__Passage__:
╔══

During the day, the Proud Gallery in Camden is exhibiting a series of photographs of Sid Vicious, whose Sex Pistols did a remarkably effective job of hiding the commercial forces behind their music. Hamfatter, playing the same venue by night, will forever be known as the band backed (to the tune of £75,000) by businessman Peter Jones on BBC2's Dragons' Den. The relationship between their art and commerce has been laid bare from the beginning.

The first thing Jones ought to have done with his financial leverage was force the band to change their name, which makes them sound, at best, like death metal rockers. Does anyone really want to be thinking about pork production while listening to pop music?

The second thing he ought to have done was hire a decent stylist. Hamfatter still look like a pub band, with off-trend jeans, baggy shirts and at least one encroaching bald spot. You might get away with that sort of non-look back home in Cambridge, but this is Camden, fellas. When he put together the Pistols, Malcolm McLaren had the good sense to pick their outfits, and his dresser was Vivienne Westwood.

╚══

__Given information__:
╔══

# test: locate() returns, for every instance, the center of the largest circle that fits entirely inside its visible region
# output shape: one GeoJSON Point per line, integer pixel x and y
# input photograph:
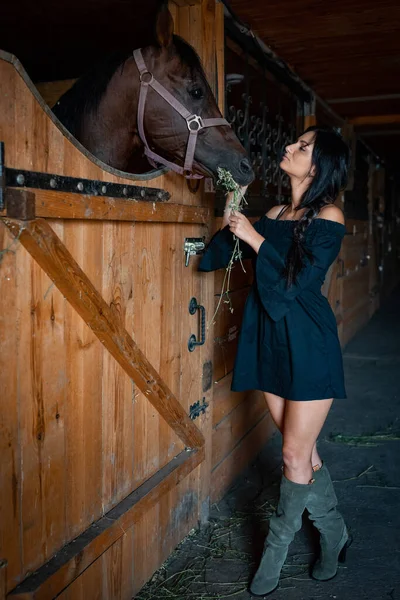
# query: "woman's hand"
{"type": "Point", "coordinates": [244, 230]}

╚══

__What you need to do__:
a – Translate this sentence from the Hamfatter review into Spanish: "The relationship between their art and commerce has been laid bare from the beginning."
b – Write the next part of the Hamfatter review, picking up after its final sentence.
The material comes from a separate source.

__Expected outputs__:
a – La relación entre su arte y el comercio ha quedado al descubierto desde el principio.

b –
You have to wonder what's actually in Jones's record collection, so unremarkable is his first signing. Sure, they have a couple of radio-friendly tunes, in the vein of Orson or Scouting for Girls, but this is an entrepreneur who makes it clear that he's interested in little more than the bottom line. The sum of £75,000 might not be much for a man worth in the region of £100m, but I'm not sure I can see him making it back. Although if there's one thing Jones's involvement has ensured it's that Hamfatter's first London gig since their Dragons' Den appearance is attended by almost as many film crews as audience members.

Their latest single, "The Girl I Love", holds up best in a brief set. Like "Sziget", the song that convinced Jones to invest in them, it's a slice of summery indie pop that doesn't offend. But the rest of the show is deeply ordinary. There's a slow one, the odd suspect stab of ska (courtesy of a three-man brass section), and a drum solo given rather more attention than it deserves due to the drummer having written off his car just that morning. It would be nice to think that the music industry is driven by more than simply hard currency. Hamfatter are about to put that theory to the test.